» Page extract:

+++

# Whitefield College/Seminary



## zachman (Mar 22, 2006)

Hey everyone,

I'm new around here (first real post, actually), and I was wondering if there are any Whitefield College/Seminary students or graduates here. I'm currently wrapping up first year with the college, and I've enjoyed it so far. 

Anyway, nice to meet y'all!


----------



## C. Matthew McMahon (Mar 22, 2006)

Zach,

Yes, I've studied at Whitefield for two degrees. I've loved every minute of it and am thinking about a third in Counseling. Its been a great blessing.


----------



## Ivan (Mar 22, 2006)

> I am not going there, but have seriously considered the Distance Ed. through both the college and the Seminary.



Me too. I've got a lot to consider, such as my age, the expense, etc., but as far as the seminary is concerned I think they're great. I was in communication for some time before I decided not to start a degree, but they were very helpful.


----------



## zachman (Mar 23, 2006)

Awesome! I'm glad to here that there are folks here who have ties to WC. Out of curiosity, C. Matthew, what degrees have you already attained from Whitefield?

+++

» Challenge 1:
Turn the entries, from the line with "For the dataset, pick out the white pearl" to the last line of the entries, into a Markdown table with the columns Row and Line. Put the row number under Row and the line itself under Line, and leave out blank lines.

+++

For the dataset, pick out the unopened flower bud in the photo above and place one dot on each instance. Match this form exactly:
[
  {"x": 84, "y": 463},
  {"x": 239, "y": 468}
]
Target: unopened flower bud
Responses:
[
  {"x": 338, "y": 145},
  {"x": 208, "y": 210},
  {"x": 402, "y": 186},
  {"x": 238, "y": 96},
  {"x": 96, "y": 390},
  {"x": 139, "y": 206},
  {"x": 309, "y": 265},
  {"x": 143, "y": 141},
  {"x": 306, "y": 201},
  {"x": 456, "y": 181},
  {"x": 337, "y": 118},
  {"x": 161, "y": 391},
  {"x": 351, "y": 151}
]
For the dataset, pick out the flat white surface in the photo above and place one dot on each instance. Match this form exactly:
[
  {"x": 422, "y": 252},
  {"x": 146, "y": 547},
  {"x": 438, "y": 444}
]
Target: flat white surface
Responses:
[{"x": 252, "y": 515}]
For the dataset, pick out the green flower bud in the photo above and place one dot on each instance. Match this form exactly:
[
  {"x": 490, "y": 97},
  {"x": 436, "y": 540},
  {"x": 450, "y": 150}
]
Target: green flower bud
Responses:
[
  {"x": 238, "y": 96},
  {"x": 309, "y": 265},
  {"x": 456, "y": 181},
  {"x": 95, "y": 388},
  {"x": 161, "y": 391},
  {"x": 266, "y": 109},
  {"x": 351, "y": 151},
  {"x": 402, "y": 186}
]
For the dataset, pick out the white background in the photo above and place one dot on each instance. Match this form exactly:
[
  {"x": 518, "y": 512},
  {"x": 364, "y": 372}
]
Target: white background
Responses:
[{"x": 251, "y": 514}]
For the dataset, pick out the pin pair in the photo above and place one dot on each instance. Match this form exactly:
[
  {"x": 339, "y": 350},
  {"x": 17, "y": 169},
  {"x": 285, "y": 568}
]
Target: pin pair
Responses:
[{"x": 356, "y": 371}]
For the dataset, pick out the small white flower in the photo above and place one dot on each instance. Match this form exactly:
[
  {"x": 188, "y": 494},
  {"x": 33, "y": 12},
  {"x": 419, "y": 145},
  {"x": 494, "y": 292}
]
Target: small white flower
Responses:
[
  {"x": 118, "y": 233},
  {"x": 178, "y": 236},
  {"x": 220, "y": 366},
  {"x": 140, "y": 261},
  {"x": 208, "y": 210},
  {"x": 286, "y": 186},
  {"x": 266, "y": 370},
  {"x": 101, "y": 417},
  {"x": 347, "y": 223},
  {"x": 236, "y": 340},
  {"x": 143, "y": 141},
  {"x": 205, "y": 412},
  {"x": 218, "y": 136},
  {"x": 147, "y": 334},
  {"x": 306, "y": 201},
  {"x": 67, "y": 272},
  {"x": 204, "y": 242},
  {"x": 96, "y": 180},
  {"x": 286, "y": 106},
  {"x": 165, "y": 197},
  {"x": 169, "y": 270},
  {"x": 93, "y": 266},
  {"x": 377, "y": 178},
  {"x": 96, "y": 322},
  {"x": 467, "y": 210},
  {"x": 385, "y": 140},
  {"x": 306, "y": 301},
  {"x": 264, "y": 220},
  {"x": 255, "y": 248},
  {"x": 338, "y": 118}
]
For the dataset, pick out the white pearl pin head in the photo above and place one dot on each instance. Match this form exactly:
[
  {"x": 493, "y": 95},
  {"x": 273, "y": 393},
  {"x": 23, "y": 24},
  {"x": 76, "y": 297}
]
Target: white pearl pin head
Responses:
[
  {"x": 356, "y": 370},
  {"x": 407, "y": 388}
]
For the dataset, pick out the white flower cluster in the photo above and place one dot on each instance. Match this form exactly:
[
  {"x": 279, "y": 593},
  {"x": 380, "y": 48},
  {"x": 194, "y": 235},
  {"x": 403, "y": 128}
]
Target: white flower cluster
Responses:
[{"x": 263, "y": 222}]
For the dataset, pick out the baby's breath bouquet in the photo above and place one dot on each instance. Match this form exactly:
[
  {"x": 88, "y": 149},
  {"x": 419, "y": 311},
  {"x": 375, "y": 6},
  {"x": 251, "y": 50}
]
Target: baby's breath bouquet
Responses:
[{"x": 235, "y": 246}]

+++

» Challenge 2:
From the Whitefield College/Seminary thread, copy the words from "Yes, I've studied" to "were very helpful." word for word.

» Written reply 1:
| Row | Line |
|---|---|
| 1 | For the dataset, pick out the white pearl pin head in the photo above and place one dot on each instance. Match this form exactly: |
| 2 | [ |
| 3 |   {"x": 493, "y": 95}, |
| 4 |   {"x": 273, "y": 393}, |
| 5 |   {"x": 23, "y": 24}, |
| 6 |   {"x": 76, "y": 297} |
| 7 | ] |
| 8 | Target: white pearl pin head |
| 9 | Responses: |
| 10 | [ |
| 11 |   {"x": 356, "y": 370}, |
| 12 |   {"x": 407, "y": 388} |
| 13 | ] |
| 14 | For the dataset, pick out the white flower cluster in the photo above and place one dot on each instance. Match this form exactly: |
| 15 | [ |
| 16 |   {"x": 279, "y": 593}, |
| 17 |   {"x": 380, "y": 48}, |
| 18 |   {"x": 194, "y": 235}, |
| 19 |   {"x": 403, "y": 128} |
| 20 | ] |
| 21 | Target: white flower cluster |
| 22 | Responses: |
| 23 | [{"x": 263, "y": 222}] |
| 24 | For the dataset, pick out the baby's breath bouquet in the photo above and place one dot on each instance. Match this form exactly: |
| 25 | [ |
| 26 |   {"x": 88, "y": 149}, |
| 27 |   {"x": 419, "y": 311}, |
| 28 |   {"x": 375, "y": 6}, |
| 29 |   {"x": 251, "y": 50} |
| 30 | ] |
| 31 | Target: baby's breath bouquet |
| 32 | Responses: |
| 33 | [{"x": 235, "y": 246}] |

» Written reply 2:
Yes, I've studied at Whitefield for two degrees. I've loved every minute of it and am thinking about a third in Counseling. Its been a great blessing.


----------



## Ivan (Mar 22, 2006)

> I am not going there, but have seriously considered the Distance Ed. through both the college and the Seminary.



Me too. I've got a lot to consider, such as my age, the expense, etc., but as far as the seminary is concerned I think they're great. I was in communication for some time before I decided not to start a degree, but they were very helpful.